▶ SELECTED PASSAGE

---------------

02 Dec 2016
Future of SBIR and STTR programs secured in compromise agreement for US National Defense Authorization Act.
Photonics community representatives have welcomed a proposed five-year extension for popular small-business research and development programs in the US.
A compromise agreement finalized earlier this week between the House of Representatives and Senate should see Small Business Innovation Research (SBIR) and Small Business Technology Transfer (STTR) efforts extended under all federal funding agencies, as part of the National Defense Authorization Act (NDAA).
International optics and photonics society SPIE, which publishes optics.org, described the deal as “welcome news” for photonics. Its director of government affairs Jennifer Douris said:
“While SBIR and STTR do not expire until fiscal year 2017, Congress’ actions now ensure stability for the programs for several years.” Earlier attempts to reauthorize the programs against a deadline had created the potential threat of either a shutdown or a string of stop-gap measures, as had been the case prior to the most recent extension.
The language included in the NDAA, which is expected to pass within the next few days, includes the mention of a five-year extension – although Jeanne Shaheen, a senator for New Hampshire and lead Democrat on the Small Business Committee, has been pushing for permanent authorization.

---------------

▶ INFORMATION
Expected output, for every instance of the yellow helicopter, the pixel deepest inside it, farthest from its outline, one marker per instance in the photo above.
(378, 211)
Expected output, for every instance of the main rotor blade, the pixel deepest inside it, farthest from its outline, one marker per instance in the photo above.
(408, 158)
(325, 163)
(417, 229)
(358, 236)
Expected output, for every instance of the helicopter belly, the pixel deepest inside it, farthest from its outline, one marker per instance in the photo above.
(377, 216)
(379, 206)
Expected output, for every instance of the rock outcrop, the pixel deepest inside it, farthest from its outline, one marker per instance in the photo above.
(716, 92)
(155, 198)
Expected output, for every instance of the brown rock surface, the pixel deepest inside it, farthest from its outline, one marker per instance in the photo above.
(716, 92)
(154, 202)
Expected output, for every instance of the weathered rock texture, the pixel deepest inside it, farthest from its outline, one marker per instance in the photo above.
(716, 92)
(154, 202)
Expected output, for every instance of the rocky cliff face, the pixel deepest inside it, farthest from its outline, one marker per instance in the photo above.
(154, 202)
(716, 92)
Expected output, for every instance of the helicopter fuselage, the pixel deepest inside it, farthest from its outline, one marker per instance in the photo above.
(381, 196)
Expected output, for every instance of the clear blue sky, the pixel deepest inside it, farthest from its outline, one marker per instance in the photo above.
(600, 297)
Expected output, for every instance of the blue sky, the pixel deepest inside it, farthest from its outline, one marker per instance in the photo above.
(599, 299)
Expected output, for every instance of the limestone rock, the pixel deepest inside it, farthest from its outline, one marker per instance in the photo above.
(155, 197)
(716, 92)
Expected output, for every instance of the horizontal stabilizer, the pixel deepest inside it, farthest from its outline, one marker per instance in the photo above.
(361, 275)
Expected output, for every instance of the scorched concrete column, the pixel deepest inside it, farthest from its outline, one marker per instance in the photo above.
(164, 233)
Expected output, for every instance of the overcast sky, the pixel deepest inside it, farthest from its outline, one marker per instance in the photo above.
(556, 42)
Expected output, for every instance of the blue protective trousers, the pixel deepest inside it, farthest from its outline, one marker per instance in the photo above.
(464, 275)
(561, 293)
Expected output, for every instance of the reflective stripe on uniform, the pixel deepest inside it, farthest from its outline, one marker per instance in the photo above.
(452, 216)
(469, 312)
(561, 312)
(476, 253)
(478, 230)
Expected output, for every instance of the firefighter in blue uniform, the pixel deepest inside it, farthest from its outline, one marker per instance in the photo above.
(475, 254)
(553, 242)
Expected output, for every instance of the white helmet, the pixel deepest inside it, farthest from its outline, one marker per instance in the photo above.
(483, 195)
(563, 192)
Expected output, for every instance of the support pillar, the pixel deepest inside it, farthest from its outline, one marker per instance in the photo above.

---------------

▶ PROBLEMS TO SOLVE
1. Which names in the article on the SBIR and STTR extension are written out in full and followed by an abbreviation in parentheses?
2. According to the article on the SBIR and STTR extension, what position does Jennifer Douris hold at SPIE?
Answer from the article alone, not from the material.

▶ TASK-BY-TASK SOLUTIONS
1. Small Business Innovation Research (SBIR), Small Business Technology Transfer (STTR), National Defense Authorization Act (NDAA)

2. Director of government affairs